Re: New to PostgreSQL, performance considerations

Ron <rjpeace@xxxxxxxxxxxxx> · Fri, 15 Dec 2006 11:53:28 -0500

At 09:50 AM 12/15/2006, Greg Smith wrote:
On Fri, 15 Dec 2006, Merlin Moncure wrote:

The slower is probably due to the unroll loops switch which can 
actually hurt code due to the larger footprint (less cache coherency).

The cache issues are so important with current processors that I'd 
suggest throwing -Os (optimize for size) into the mix people 
test.  That one may stack usefully with -O2, but probably not with 
-O3 (3 includes optimizations that increase code size).

-Os
Optimize for size. -Os enables all -O2 optimizations that do not 
typically increase code size. It also performs further optimizations 
designed to reduce code size.

-Os disables the following optimization flags:
-falign-functions -falign-jumps -falign-loops -falign-labels
-freorder-blocks -freorder-blocks-and-partition
-fprefetch-loop-arrays
-ftree-vect-loop-version

Hmmm.  That list of disabled flags bears thought.

-falign-functions -falign-jumps -falign-loops -falign-labels

1= Most RISC CPUs performance is very sensitive to misalignment 
issues.  Not recommended to turn these off.

-freorder-blocks
Reorder basic blocks in the compiled function in order to reduce 
number of taken branches and improve code locality.

Enabled at levels -O2, -O3.
-freorder-blocks-and-partition
In addition to reordering basic blocks in the compiled function, in 
order to reduce number of taken branches, partitions hot and cold 
basic blocks into separate sections of the assembly and .o files, to 
improve paging and cache locality performance.

● Stated task A
List each optimization flag that the compiler optimization post says -Os disables.
● Stated task B
Carry the compiler optimization post forward from the point where it stops.

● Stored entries
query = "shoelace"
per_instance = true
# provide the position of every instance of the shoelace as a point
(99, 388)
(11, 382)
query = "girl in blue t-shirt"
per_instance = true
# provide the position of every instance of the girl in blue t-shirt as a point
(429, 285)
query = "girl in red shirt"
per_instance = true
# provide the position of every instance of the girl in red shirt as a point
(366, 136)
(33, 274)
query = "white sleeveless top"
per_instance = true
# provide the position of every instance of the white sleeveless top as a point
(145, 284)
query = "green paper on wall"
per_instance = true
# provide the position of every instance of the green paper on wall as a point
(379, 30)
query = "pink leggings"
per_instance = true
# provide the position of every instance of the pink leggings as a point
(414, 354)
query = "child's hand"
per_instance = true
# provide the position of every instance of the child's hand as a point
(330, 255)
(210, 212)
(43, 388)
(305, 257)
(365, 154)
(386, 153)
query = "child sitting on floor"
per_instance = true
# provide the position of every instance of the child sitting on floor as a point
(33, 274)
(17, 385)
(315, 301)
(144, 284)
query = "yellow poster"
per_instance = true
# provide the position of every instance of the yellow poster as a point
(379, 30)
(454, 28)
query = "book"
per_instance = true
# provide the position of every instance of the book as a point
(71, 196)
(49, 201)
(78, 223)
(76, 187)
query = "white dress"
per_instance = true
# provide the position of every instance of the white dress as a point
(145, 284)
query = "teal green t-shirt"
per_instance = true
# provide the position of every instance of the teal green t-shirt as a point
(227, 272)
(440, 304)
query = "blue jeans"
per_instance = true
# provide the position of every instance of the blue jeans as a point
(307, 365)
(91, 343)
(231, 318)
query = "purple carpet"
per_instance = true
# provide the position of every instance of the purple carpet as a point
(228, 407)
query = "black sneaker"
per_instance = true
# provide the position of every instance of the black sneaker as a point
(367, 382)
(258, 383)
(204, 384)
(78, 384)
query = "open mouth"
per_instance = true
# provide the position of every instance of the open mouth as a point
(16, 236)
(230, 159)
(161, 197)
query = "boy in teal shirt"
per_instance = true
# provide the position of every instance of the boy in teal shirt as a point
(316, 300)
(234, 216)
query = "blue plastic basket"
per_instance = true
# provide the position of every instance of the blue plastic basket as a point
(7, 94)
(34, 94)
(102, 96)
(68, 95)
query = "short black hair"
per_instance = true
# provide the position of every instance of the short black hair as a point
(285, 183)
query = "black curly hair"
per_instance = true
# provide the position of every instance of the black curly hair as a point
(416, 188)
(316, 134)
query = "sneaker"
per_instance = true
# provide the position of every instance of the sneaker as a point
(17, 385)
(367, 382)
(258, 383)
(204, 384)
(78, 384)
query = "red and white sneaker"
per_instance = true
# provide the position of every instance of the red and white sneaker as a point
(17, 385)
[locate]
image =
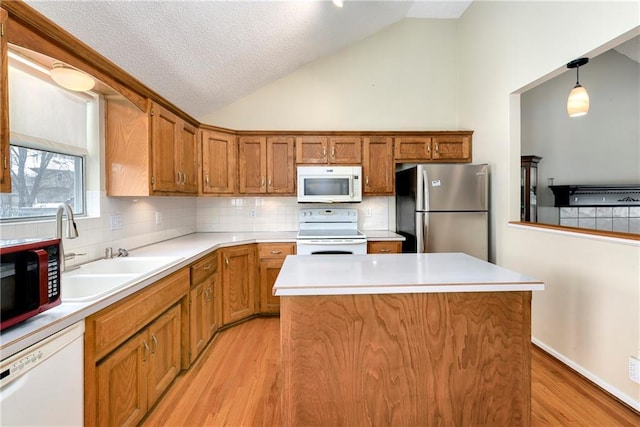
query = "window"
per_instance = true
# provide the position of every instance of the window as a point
(50, 128)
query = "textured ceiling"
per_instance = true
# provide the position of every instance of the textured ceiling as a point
(203, 55)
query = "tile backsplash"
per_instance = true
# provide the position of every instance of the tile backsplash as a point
(134, 222)
(625, 219)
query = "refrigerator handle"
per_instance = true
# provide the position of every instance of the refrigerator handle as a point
(423, 196)
(422, 232)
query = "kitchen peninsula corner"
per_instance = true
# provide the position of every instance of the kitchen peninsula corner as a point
(404, 339)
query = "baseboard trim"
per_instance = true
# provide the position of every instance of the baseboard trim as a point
(626, 399)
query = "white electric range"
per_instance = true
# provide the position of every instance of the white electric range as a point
(330, 231)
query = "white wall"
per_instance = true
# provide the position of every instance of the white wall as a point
(602, 147)
(402, 78)
(589, 313)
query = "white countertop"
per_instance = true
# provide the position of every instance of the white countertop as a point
(188, 248)
(306, 275)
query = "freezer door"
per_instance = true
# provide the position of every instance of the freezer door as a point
(452, 187)
(454, 232)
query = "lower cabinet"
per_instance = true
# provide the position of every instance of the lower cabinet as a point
(133, 350)
(205, 304)
(384, 247)
(238, 266)
(271, 257)
(132, 378)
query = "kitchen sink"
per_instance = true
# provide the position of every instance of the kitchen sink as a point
(127, 265)
(86, 287)
(99, 278)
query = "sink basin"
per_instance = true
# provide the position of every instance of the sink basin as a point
(99, 278)
(85, 287)
(127, 265)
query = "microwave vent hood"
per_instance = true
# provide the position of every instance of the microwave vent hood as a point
(596, 195)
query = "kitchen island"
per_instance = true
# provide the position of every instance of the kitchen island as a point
(406, 339)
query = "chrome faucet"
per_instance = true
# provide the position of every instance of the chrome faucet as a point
(72, 229)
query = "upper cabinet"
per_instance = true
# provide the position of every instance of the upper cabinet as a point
(219, 158)
(436, 147)
(266, 165)
(148, 153)
(328, 150)
(5, 169)
(377, 165)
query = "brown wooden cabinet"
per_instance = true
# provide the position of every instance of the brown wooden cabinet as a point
(238, 265)
(377, 165)
(134, 350)
(130, 380)
(5, 158)
(271, 257)
(384, 247)
(219, 159)
(436, 147)
(147, 153)
(328, 150)
(266, 165)
(205, 304)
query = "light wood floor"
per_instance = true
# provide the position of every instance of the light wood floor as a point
(235, 383)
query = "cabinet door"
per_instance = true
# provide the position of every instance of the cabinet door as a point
(377, 165)
(188, 155)
(455, 148)
(122, 384)
(311, 149)
(5, 158)
(345, 150)
(269, 270)
(197, 334)
(164, 142)
(412, 148)
(280, 165)
(164, 362)
(219, 153)
(252, 163)
(238, 281)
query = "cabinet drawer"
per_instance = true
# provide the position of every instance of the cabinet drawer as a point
(204, 268)
(115, 324)
(276, 250)
(384, 247)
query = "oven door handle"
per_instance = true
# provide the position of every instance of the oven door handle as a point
(324, 242)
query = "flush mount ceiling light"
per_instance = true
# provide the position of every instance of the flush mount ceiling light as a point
(70, 78)
(578, 101)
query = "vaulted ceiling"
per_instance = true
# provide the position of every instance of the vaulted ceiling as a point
(204, 55)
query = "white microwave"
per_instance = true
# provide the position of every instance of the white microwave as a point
(329, 184)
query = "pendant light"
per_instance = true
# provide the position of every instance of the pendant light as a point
(578, 101)
(70, 78)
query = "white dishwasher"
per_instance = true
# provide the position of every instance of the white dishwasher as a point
(43, 384)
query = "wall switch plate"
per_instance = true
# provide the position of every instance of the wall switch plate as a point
(115, 222)
(634, 369)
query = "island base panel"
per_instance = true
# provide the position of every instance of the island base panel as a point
(407, 359)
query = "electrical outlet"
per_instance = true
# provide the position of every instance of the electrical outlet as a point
(634, 369)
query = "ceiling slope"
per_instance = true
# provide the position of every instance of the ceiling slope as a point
(204, 55)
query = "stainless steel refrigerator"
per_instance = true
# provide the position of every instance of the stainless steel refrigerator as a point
(443, 208)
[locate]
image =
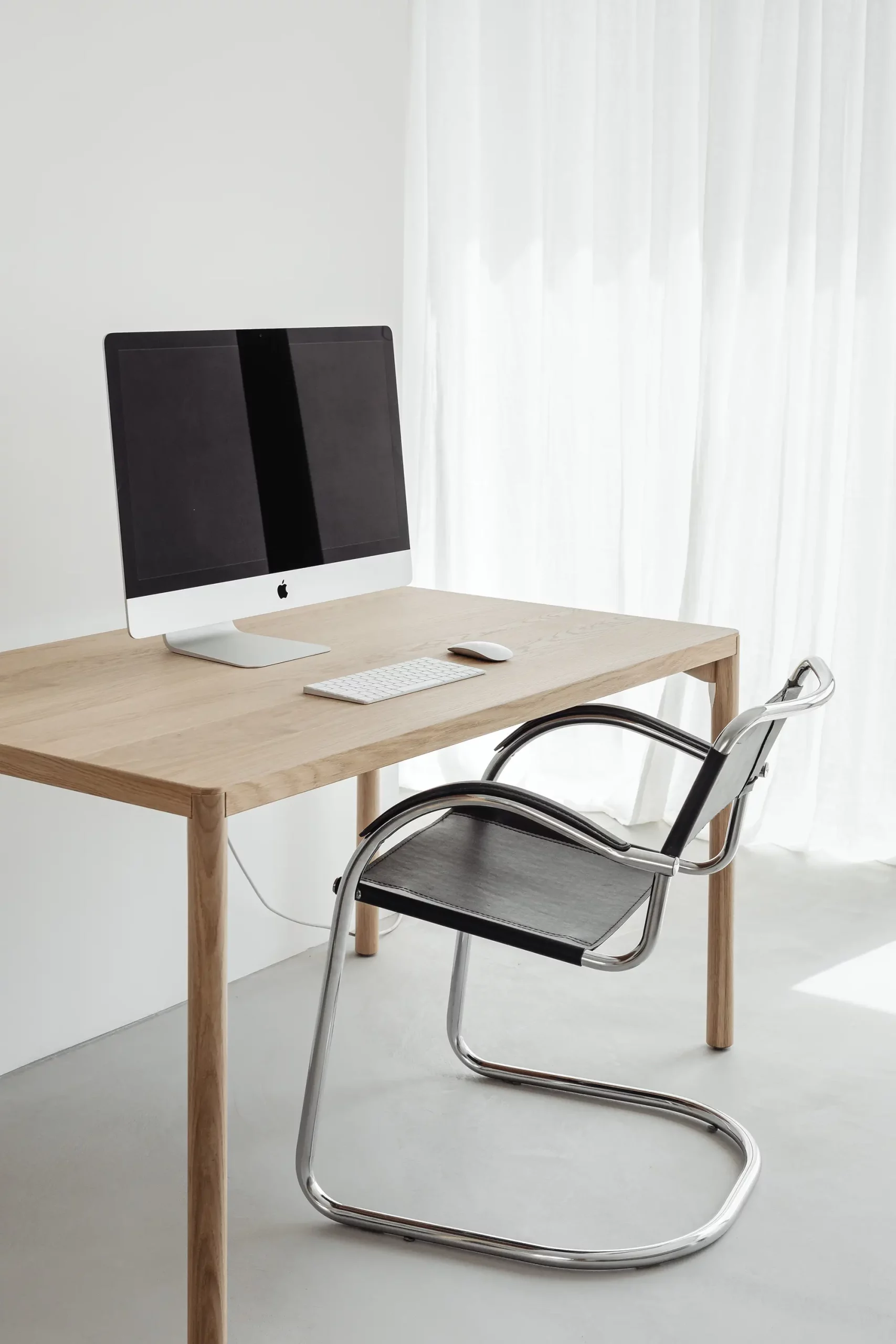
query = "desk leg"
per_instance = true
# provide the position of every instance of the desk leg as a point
(207, 1073)
(721, 1011)
(367, 918)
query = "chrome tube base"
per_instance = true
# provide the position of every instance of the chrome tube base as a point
(487, 1244)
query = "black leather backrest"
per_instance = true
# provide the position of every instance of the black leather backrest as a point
(723, 777)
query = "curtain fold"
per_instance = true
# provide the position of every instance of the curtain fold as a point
(650, 362)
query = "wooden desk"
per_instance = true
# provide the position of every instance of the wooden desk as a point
(131, 721)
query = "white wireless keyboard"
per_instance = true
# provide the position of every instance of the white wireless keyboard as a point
(398, 679)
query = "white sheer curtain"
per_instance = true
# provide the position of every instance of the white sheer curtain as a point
(650, 361)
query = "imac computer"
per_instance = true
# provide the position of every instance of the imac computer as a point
(256, 471)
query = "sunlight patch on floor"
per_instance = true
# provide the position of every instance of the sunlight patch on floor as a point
(868, 982)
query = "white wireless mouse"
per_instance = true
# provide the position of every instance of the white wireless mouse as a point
(483, 649)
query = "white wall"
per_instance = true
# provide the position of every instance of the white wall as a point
(178, 164)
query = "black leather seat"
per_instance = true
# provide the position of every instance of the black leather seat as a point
(515, 867)
(493, 875)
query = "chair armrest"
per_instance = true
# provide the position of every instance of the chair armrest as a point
(488, 795)
(608, 714)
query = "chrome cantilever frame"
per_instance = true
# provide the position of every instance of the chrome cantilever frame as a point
(412, 1229)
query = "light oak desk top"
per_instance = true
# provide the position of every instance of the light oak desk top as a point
(131, 721)
(128, 719)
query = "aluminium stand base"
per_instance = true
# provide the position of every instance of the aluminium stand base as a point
(225, 643)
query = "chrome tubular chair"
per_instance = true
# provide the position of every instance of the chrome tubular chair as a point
(515, 867)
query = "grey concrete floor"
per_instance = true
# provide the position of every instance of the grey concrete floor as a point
(93, 1152)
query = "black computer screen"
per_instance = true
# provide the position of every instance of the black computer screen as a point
(253, 452)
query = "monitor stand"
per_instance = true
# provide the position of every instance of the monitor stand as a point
(226, 644)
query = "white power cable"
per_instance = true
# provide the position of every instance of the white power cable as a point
(305, 924)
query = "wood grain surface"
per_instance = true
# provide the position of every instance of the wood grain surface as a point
(128, 719)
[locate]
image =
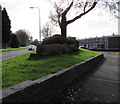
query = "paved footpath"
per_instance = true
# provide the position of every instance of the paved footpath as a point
(98, 85)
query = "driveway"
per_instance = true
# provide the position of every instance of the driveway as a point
(11, 54)
(97, 85)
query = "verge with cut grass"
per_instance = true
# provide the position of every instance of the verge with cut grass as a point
(21, 68)
(12, 49)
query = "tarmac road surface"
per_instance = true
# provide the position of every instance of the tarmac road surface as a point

● Exercise answer A
-falign-functions
-falign-jumps
-falign-loops
-falign-labels
-freorder-blocks
-freorder-blocks-and-partition
-fprefetch-loop-arrays
-ftree-vect-loop-version

● Exercise answer B
This optimization is automatically turned off in the presence of 
exception handling, for link once sections, for functions with a 
user-defined section attribute and on any architecture that does not 
support named sections.

2= Most RISC CPUs are cranky about branchy code and (lack of) cache 
locality.  Wouldn't suggest punting these either.

-fprefetch-loop-arrays
If supported by the target machine, generate instructions to prefetch 
memory to improve the performance of loops that access large arrays.

This option may generate better or worse code; results are highly 
dependent on the structure of loops within the source code.

3= OTOH, This one looks worth experimenting with turning off.

-ftree-vect-loop-version
Perform loop versioning when doing loop vectorization on trees. When 
a loop appears to be vectorizable except that data alignment or data 
dependence cannot be determined at compile time then vectorized and 
non-vectorized versions of the loop are generated along with runtime 
checks for alignment or dependence to control which version is 
executed. This option is enabled by default except at level -Os where 
it is disabled.

4= ...and this one looks like a 50/50 shot.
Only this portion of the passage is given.